Given text:
_____
Education, State and Local Government, Virtualization

A New Building for a Virtual Library

Video is an important part of any modern learning experience. In 2016, 98% of organizations are predicted to use video as a part of their digital learning strategy. But eLearning companies are not the only ones using video to teach – libraries across the country offer video training classes, hubs for patrons to watch educational videos, access the Internet, and more. In Lewiston, Idaho, the case is no different, as visitors to Lewiston’s central library use the computer workstations available to stream large amounts of video daily. In 2014, Lewiston erected a new library that offered the city’s IT team an opportunity for better video streaming for their customers.

The new library needed a modern computing infrastructure to go with the building. In the existing library, computers were giving library patrons unreliable experiences and required excessive amounts of the staff’s time to resolve various issues. To increase visitor satisfaction and lower total cost of ownership of these devices, Lewiston’s IT team set out to evaluate options that would not only satisfy library computing requirements, but could be deployed within IT and on city employee’s desktops. Among their key concerns were budget, performance, and the ability to manage the devices remotely. The city budget made cost efficiency a factor, while acceptable performance for streamed video and user satisfaction for Internet based applications for both library and city employees remained a key priority. Even more, the city’s IT team supports the library as well as 15 other government sites throughout the region, including first responders like police and fire departments. This made ease of management and minimization of on-site technical support critical.
_____
Exercise tasks:
A. Reproduce the Lewiston library text word for word from "Education, State and" up to and including "for their customers.".
B. Answer these questions from the Lewiston library text:
(i) In what year did Lewiston erect a new library?
(ii) Besides the library, how many other government sites does the city's IT team support?
(iii) What percentage of organizations were predicted to use video in their digital learning strategy in 2016?
_____
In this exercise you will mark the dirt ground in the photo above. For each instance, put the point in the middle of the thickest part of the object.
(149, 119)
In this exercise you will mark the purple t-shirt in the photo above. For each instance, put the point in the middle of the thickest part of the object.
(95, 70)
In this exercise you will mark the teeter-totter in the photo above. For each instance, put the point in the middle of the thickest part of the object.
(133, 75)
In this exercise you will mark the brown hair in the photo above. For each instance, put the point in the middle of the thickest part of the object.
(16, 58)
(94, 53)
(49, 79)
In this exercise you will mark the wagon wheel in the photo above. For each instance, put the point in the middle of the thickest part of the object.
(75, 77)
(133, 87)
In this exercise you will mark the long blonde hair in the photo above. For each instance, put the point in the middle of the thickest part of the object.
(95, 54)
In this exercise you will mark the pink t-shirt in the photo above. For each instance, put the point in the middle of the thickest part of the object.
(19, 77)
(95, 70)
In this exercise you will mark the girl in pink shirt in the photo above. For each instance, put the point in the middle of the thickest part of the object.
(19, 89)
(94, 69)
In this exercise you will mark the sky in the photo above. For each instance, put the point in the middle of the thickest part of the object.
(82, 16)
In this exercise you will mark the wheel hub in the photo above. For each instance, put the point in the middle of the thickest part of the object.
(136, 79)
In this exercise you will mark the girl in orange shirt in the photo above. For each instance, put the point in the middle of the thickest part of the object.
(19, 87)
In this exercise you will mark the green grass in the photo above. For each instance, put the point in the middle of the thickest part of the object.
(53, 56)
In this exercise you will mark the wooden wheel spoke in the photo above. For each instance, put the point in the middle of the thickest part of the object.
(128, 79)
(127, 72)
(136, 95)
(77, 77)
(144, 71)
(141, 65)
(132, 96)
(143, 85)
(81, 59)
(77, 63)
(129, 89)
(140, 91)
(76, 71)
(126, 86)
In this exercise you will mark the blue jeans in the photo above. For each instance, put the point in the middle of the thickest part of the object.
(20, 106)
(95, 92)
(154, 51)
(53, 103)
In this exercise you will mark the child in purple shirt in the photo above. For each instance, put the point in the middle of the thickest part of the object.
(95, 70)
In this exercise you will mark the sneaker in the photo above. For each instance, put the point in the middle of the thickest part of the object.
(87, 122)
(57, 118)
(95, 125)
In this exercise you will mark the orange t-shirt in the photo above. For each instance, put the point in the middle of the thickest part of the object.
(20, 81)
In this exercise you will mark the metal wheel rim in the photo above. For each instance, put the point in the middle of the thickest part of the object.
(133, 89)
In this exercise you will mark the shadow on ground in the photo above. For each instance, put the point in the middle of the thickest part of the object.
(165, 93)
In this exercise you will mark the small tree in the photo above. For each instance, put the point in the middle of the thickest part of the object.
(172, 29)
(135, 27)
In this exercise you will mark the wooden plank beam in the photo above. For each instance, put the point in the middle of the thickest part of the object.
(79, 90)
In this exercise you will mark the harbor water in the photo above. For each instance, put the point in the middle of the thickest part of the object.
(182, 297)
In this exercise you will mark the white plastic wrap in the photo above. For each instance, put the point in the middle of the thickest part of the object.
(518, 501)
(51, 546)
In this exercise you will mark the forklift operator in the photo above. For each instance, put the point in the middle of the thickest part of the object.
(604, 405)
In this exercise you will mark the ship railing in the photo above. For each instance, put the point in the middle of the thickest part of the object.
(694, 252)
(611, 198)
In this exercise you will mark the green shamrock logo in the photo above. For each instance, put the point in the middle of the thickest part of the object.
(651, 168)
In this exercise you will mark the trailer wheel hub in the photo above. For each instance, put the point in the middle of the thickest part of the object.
_____
Answers to the tasks:
A.
Education, State and Local Government, Virtualization

A New Building for a Virtual Library

Video is an important part of any modern learning experience. In 2016, 98% of organizations are predicted to use video as a part of their digital learning strategy. But eLearning companies are not the only ones using video to teach – libraries across the country offer video training classes, hubs for patrons to watch educational videos, access the Internet, and more. In Lewiston, Idaho, the case is no different, as visitors to Lewiston’s central library use the computer workstations available to stream large amounts of video daily. In 2014, Lewiston erected a new library that offered the city’s IT team an opportunity for better video streaming for their customers.

B.
(i) 2014
(ii) 15
(iii) 98%